→ Your objective
Turn the material into a numbered list, from the line holding "like [133, 149]." through the end, both ends included, and skip any blank lines.

→ Task input
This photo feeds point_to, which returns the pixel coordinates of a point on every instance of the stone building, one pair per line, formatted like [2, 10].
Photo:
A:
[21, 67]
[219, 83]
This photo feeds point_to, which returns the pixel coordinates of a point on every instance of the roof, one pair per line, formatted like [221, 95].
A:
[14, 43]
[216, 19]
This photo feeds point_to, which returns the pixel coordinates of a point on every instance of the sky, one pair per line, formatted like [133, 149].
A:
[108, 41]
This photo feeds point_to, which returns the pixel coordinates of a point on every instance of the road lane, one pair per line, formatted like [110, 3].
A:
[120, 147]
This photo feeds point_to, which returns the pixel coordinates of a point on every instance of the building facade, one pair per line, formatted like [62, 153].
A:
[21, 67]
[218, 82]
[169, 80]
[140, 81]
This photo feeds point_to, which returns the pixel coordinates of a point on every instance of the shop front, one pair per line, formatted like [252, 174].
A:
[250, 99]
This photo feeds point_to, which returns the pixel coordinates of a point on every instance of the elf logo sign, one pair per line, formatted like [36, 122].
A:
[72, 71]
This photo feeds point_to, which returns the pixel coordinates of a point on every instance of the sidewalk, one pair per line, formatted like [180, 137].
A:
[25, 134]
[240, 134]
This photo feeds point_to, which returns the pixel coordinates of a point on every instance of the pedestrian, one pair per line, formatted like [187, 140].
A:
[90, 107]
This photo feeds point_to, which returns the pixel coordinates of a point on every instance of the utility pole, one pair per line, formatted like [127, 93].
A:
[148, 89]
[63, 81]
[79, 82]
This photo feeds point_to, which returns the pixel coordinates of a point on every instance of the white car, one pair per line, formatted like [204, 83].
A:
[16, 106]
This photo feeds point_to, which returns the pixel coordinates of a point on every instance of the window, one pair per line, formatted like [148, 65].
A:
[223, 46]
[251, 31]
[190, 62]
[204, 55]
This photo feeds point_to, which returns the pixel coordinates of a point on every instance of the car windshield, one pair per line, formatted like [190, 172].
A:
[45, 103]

→ Task response
1. This photo feeds point_to, which returns the pixel coordinates of a point on every instance of the sky, one pair per line, formatted like [133, 149].
2. A:
3. [108, 41]
4. This photo feeds point_to, which returns the pixel coordinates of a point on every instance of the road lane, one pair per line, formatted like [110, 3].
5. A:
6. [120, 147]
7. This photo feeds point_to, which returns the pixel coordinates of a point on every instance of the building facade, one pair per line, formatted like [62, 153].
8. A:
9. [21, 67]
10. [218, 82]
11. [169, 80]
12. [140, 81]
13. This photo feeds point_to, which returns the pixel coordinates of a point on every instance of the shop front, one pair per line, formatted like [252, 174].
14. A:
15. [250, 99]
16. This photo feeds point_to, which returns the pixel coordinates of a point on every instance of the elf logo sign, one pair per line, formatted like [36, 122].
17. A:
18. [72, 71]
19. This photo feeds point_to, which returns the pixel coordinates of a point on every instance of the sidewalk, one pair per line, formatted like [180, 137].
20. A:
21. [25, 134]
22. [240, 134]
23. This photo feeds point_to, which returns the pixel coordinates of a point on every instance of the pedestrian, one pair per line, formatted like [187, 140].
24. A:
25. [90, 107]
26. This photo feeds point_to, which returns the pixel coordinates of a point on every instance of the utility pole, one pair per line, formatted like [127, 93].
27. A:
28. [148, 89]
29. [63, 81]
30. [79, 82]
31. This photo feeds point_to, which returns the pixel coordinates of a point on every instance of the white car, one pair per line, formatted like [204, 83].
32. A:
33. [16, 106]
34. This photo feeds point_to, which returns the pixel coordinates of a point on every instance of the window, one pair per line, formatted like [148, 65].
35. A:
36. [223, 46]
37. [251, 31]
38. [190, 62]
39. [204, 55]
40. This photo feeds point_to, which returns the pixel coordinates of a point on every instance of the car windshield, one pair per line, formatted like [190, 172].
41. A:
42. [45, 103]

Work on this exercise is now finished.